> _Selected passage_
──────

30 co-sponsored seminarians gather for fraternity, training and prayer
WASHINGTON, D.C. – Thirty prospective Catholic military chaplains gathered in the nation’s capital over the Labor Day weekend for a three-day celebration of prayer, training and fraternity sponsored by the Archdiocese for the Military Services (AMS). The group comprised young men from seminaries across the United States who are enrolled in the Co-Sponsored Seminarian Program, a ongoing partnership between the AMS and local dioceses and religious communities to support priestly vocations and fill a fast-growing shortage of Catholic chaplains in the U.S. military.
The chaplain candidates took part in a full weekend event schedule centered around the AMS chancery near The Catholic University of America, including: Morning and Evening Prayer; a Friday dinner cruise on the Potomac River aboard the chartered vessel Capital Elite; a Saturday morning training session on the Co-Sponsored Seminarian Program; a Saturday afternoon barbeque provided by the Knights of Columbus (K of C); and the celebration of Mass on Saturday, in the Crypt Church of the Basilica of the National Shrine of the Immaculate Conception, and on Sunday, at Joint Base Anacostia-Bolling (JBAB).
His Excellency, the Most Reverend Timothy P. Broglio, J.C.D., was the main celebrant and homilist at both Masses. Concelebrants included the AMS Vicar General and Moderator of the Curia, Monsignor John J.M. Foster, J.C.D. and the acting Vocations Director, Father John Kaul.
Father Kaul said:
“The Labor Day Gathering was a grace-filled three days. The energy among the young men was powerfully inspirational to witness. They clearly enjoyed each other’s company and had a great time together. There is great cause for hope in the future of Catholic military priestly ministry.”
The Co-Sponsored Seminarian Program supports priestly vocations recruited largely from the military itself because it has proven to be a rich vocations pool. In its annual survey of newly ordained priests in the U.S., the Center for Applied Research in the Apostolate at Georgetown University has found that up to 10% had previous military experience and as many as 20% came from military families, making the AMS the largest single source of American priestly vocations.
Co-sponsorship means that a prospective priest receives permission from the bishop of his home diocese, or the superior of his religious community, to participate in the chaplain candidacy program of one of the three branches of the armed forces. The AMS agrees with the home diocese or religious community to split the cost of seminary formation for five years at a cost of $25,000 per year. Each pays 50% of the formation costs which also include tuition, room and board—or about $12,500 per year.
Once the new priest is ordained, the bishop or religious superior typically agrees to release him for military service after at least three years of pastoral experience in his diocese or community. When the priest leaves the military, he returns to the diocese or community for further pastoral work. So both the AMS and the priest’s home diocese or religious community benefit from his priestly vocation.
For seminarians attending the Labor Day gathering—all in various stages of preparation to become priests and chaplains—the weekend was an opportunity to get to know each other better and learn more about the “vocation within a vocation” that they share in response to the growing need for their service. The shortage of Catholic military chaplains comes as more and more priests reach the military’s mandatory retirement age of 62 faster than they can be replaced. Since 9/11, the number of active-duty chaplains has fallen from more than 400 to around 250. While Catholics make up about 25% of the U.S. armed forces, Catholic priests currently account for only 8% of military chaplains. Servicemen and women and their families are often left with little choice but turn to ministers of other denominations for pastoral care.

──────

> _Input data_
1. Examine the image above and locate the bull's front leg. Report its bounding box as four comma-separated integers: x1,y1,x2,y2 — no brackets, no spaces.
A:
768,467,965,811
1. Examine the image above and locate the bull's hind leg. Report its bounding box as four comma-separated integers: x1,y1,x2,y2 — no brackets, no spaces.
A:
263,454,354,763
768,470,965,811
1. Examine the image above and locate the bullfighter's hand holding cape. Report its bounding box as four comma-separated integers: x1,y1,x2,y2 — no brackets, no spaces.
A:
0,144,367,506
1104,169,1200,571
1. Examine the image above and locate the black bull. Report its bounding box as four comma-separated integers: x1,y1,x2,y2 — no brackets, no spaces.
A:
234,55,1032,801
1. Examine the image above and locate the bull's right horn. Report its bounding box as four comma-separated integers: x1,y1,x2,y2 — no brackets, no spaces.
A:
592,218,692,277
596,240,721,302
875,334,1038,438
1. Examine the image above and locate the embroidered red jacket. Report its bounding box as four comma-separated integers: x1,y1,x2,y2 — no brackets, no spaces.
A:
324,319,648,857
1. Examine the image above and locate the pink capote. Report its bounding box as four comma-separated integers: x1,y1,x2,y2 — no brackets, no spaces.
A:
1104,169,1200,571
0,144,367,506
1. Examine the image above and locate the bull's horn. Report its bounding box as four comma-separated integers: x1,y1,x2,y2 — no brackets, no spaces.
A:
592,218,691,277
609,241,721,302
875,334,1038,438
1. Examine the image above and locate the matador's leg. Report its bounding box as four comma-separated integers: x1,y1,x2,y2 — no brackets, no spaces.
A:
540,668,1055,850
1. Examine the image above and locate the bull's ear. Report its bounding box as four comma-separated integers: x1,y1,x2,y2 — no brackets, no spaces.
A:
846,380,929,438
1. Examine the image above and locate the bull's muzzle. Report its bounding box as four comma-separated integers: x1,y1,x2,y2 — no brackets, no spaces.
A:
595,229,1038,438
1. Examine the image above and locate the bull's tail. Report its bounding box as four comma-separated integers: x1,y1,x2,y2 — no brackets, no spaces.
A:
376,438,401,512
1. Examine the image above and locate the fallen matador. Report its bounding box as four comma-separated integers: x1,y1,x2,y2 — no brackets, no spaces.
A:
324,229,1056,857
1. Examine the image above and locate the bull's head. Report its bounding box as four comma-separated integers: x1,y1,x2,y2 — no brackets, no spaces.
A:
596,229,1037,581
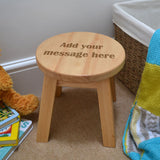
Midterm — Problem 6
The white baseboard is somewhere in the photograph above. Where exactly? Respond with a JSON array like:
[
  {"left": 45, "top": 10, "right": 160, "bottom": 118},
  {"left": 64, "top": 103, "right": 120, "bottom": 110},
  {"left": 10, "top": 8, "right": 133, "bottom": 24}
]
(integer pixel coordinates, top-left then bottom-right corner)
[{"left": 1, "top": 57, "right": 43, "bottom": 97}]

──────

> _Tasks and exercises_
a) Translate this sentence from the seminarian gathering article into Spanish: "When the priest leaves the military, he returns to the diocese or community for further pastoral work."
b) Reproduce the seminarian gathering article's text between "The Co-Sponsored Seminarian Program supports" and "American priestly vocations.", inclusive.

> _Answers for each item_
a) Cuando el sacerdote deja el ejército, regresa a la diócesis o comunidad para continuar su labor pastoral.

b)
The Co-Sponsored Seminarian Program supports priestly vocations recruited largely from the military itself because it has proven to be a rich vocations pool. In its annual survey of newly ordained priests in the U.S., the Center for Applied Research in the Apostolate at Georgetown University has found that up to 10% had previous military experience and as many as 20% came from military families, making the AMS the largest single source of American priestly vocations.